YOUR TASK: Lines before the one containing "In the photograph above, where can the storefront sign" are not wanted; restate the rest below word for word, through the last line, but drop any pictures.
Start of SUPPLIED ENTRIES
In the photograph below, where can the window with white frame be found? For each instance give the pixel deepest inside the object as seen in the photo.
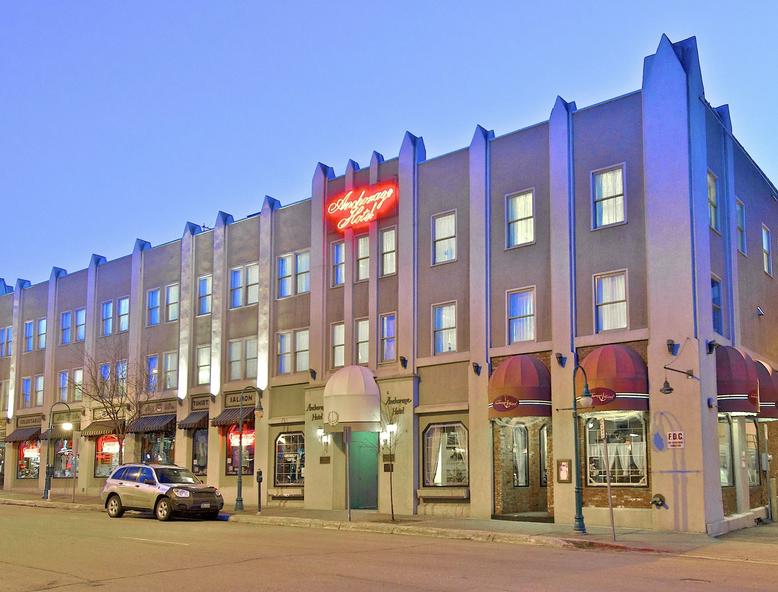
(608, 197)
(204, 294)
(521, 315)
(338, 263)
(444, 238)
(363, 257)
(626, 433)
(610, 301)
(172, 297)
(388, 337)
(741, 226)
(445, 455)
(520, 219)
(362, 338)
(170, 363)
(153, 307)
(444, 328)
(388, 251)
(338, 340)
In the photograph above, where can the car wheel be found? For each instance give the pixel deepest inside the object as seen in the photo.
(163, 510)
(114, 506)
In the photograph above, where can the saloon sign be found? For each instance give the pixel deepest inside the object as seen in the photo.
(359, 207)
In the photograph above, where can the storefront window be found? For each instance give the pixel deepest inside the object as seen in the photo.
(106, 455)
(29, 459)
(290, 459)
(445, 456)
(233, 450)
(157, 448)
(200, 452)
(64, 459)
(626, 433)
(520, 456)
(725, 453)
(752, 452)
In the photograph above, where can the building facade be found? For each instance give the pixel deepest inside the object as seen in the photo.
(631, 238)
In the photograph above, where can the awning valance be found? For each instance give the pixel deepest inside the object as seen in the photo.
(736, 381)
(520, 386)
(621, 369)
(24, 434)
(152, 423)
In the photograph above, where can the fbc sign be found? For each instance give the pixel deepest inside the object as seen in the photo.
(359, 207)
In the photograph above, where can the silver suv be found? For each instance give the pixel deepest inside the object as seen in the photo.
(162, 489)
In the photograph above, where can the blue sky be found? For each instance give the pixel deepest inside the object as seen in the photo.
(124, 120)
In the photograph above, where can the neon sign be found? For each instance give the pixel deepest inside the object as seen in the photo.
(359, 207)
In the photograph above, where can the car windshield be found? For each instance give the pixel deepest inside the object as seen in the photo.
(176, 476)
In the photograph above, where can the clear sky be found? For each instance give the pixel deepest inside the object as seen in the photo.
(124, 120)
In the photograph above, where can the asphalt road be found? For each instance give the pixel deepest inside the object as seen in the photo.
(47, 549)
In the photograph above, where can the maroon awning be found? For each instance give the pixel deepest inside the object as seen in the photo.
(520, 387)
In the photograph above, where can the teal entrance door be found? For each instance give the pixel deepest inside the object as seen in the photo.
(363, 470)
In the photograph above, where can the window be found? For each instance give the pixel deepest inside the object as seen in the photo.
(388, 251)
(767, 250)
(41, 333)
(718, 320)
(204, 290)
(752, 452)
(363, 340)
(727, 469)
(626, 433)
(520, 219)
(106, 317)
(610, 302)
(608, 197)
(171, 302)
(290, 460)
(204, 364)
(123, 304)
(521, 316)
(388, 338)
(363, 258)
(152, 307)
(444, 238)
(520, 456)
(65, 327)
(713, 206)
(171, 370)
(445, 455)
(80, 324)
(444, 329)
(338, 345)
(338, 263)
(741, 226)
(62, 387)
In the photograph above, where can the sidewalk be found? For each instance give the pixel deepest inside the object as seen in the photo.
(755, 544)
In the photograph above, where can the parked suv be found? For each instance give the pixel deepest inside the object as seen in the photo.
(162, 489)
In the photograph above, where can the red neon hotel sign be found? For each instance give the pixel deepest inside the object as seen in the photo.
(359, 207)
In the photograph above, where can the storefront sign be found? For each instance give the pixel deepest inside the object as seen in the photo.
(359, 207)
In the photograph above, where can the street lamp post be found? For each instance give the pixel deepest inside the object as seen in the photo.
(67, 426)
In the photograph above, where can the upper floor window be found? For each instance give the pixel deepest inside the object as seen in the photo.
(610, 301)
(444, 328)
(520, 219)
(713, 204)
(521, 316)
(388, 251)
(338, 263)
(608, 197)
(204, 294)
(444, 238)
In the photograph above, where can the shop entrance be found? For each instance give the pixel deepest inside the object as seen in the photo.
(363, 470)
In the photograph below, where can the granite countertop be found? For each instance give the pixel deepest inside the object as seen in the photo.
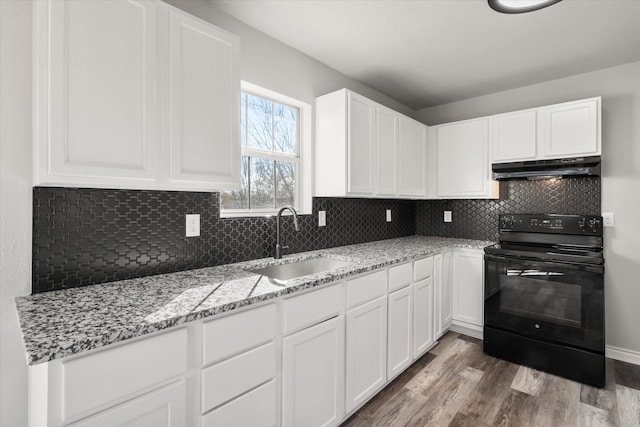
End of SUPPLIED ENTRIES
ANSWER TO THIS EXERCISE:
In the photograph above, where can the storefront sign be found? For each instance give the pixel deepest inside the object as seen in the photo.
(359, 207)
In the photograph above, where can the street lamp post be found? For each instance give the pixel deepest inside the object as seen in the photo.
(67, 426)
In the photograph above, where can the upper floor window be found? For each instance give the pixel deepest inside the object as seen in the photo.
(610, 301)
(444, 328)
(520, 219)
(713, 204)
(521, 316)
(388, 251)
(338, 263)
(608, 197)
(204, 294)
(444, 238)
In the photograph above, where can the shop entrance be found? For each instance give the pixel deepest inside the object as seen in the photo.
(363, 470)
In the photograph below, where can the granite countertop be found? For each instance give the pixel deepest inside the object as seen in the photo.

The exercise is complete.